Extrait du texte:

Sultan Ulutas Alopé n'est jamais là où on l'attend. Pour sa pièce La Langue de mon père, une chaise trône en retrait au milieu de la scène dans le Studio Jean-Pierre Vincent à l'Espace Gruber. Lorsqu'elle entre sur la scène nue, on s'attend à ce qu'elle s'y assoie, mais non, elle la traverse en diagonale et s'installe debout tout au bout à jardin. Et elle commence à nous raconter son histoire, dont elle dit que ce n'est pas son autobiographie, mais plutôt des morceaux choisis d'une histoire exemplaire qui est arrivée à une certaine Sultan, qui n'est pas (plus) elle.

Consigne: Résumez en deux phrases l'extrait ci-dessus consacré à la pièce La Langue de mon père.

Lignes de données:

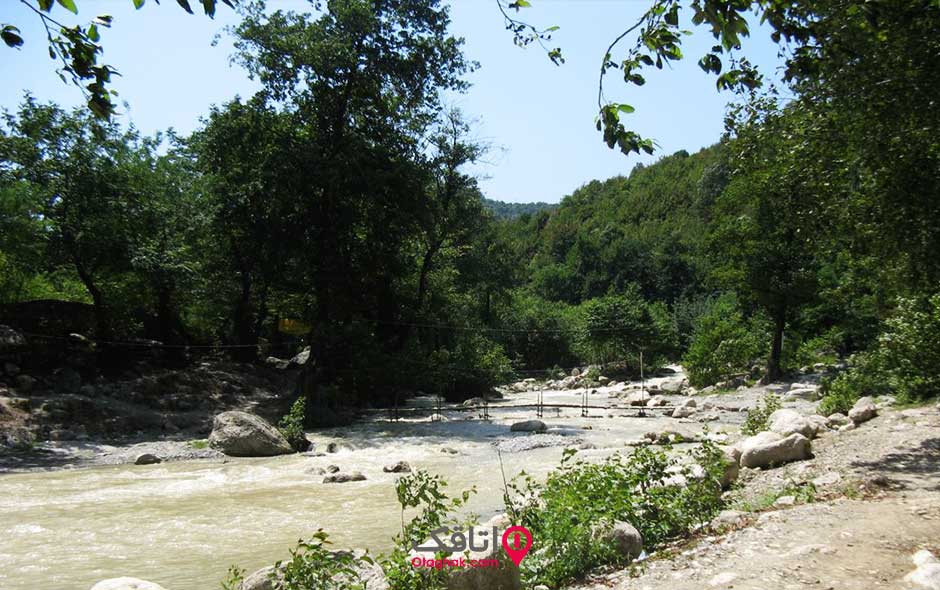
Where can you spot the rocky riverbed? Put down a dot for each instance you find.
(183, 521)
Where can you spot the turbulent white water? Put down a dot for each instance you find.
(182, 524)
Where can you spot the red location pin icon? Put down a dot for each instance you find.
(517, 541)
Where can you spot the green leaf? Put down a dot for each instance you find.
(10, 36)
(68, 5)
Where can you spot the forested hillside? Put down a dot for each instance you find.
(504, 210)
(313, 214)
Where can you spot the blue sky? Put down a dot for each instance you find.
(538, 117)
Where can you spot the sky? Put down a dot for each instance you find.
(537, 118)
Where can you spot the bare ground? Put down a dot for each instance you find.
(859, 533)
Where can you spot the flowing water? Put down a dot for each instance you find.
(182, 524)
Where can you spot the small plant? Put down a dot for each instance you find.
(664, 495)
(313, 567)
(758, 418)
(234, 578)
(292, 425)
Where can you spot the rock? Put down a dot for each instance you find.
(728, 519)
(24, 383)
(927, 574)
(400, 467)
(725, 579)
(786, 422)
(126, 584)
(147, 459)
(769, 448)
(810, 394)
(504, 577)
(68, 380)
(624, 537)
(263, 579)
(344, 477)
(785, 501)
(836, 420)
(276, 363)
(684, 411)
(863, 411)
(827, 479)
(301, 358)
(241, 434)
(529, 426)
(731, 472)
(10, 339)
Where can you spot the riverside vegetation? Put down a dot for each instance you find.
(334, 209)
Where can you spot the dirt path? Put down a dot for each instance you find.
(891, 466)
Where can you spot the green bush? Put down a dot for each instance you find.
(758, 418)
(292, 425)
(724, 343)
(905, 361)
(565, 513)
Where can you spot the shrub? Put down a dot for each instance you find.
(566, 511)
(292, 425)
(904, 362)
(724, 343)
(758, 418)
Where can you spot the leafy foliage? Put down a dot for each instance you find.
(566, 512)
(758, 417)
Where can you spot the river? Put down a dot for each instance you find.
(183, 524)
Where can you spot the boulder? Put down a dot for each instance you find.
(767, 449)
(638, 398)
(624, 537)
(24, 383)
(786, 422)
(836, 420)
(263, 579)
(147, 459)
(656, 401)
(927, 574)
(400, 467)
(863, 410)
(10, 339)
(126, 584)
(529, 426)
(241, 434)
(344, 477)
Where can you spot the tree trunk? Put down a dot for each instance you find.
(776, 346)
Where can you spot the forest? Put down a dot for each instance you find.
(334, 210)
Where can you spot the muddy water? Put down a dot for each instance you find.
(182, 524)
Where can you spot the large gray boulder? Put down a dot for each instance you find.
(786, 422)
(863, 410)
(241, 434)
(529, 426)
(625, 539)
(767, 449)
(126, 584)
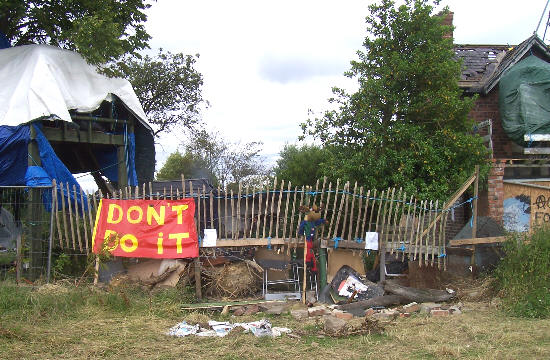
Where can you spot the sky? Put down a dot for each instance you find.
(267, 63)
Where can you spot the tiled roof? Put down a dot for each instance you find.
(483, 65)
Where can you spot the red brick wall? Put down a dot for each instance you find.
(486, 107)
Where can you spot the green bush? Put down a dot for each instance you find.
(523, 275)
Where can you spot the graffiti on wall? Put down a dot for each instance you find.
(517, 213)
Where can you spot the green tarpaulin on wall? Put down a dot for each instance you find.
(524, 99)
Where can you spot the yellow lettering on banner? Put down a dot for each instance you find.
(180, 209)
(123, 245)
(110, 236)
(160, 249)
(139, 212)
(152, 213)
(178, 238)
(111, 213)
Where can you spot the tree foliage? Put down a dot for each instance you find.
(168, 87)
(300, 165)
(100, 30)
(407, 124)
(224, 163)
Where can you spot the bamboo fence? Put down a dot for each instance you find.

Réponse attendue: Dans La Langue de mon père, jouée au Studio Jean-Pierre Vincent de l'Espace Gruber, Sultan Ulutas Alopé ne s'assoit pas sur la chaise placée au milieu de la scène : elle traverse la scène en diagonale et se tient debout tout au bout, côté jardin. Elle y raconte une histoire qu'elle présente non comme son autobiographie, mais comme des morceaux choisis de l'histoire exemplaire d'une certaine Sultan qui n'est pas, ou plus, elle.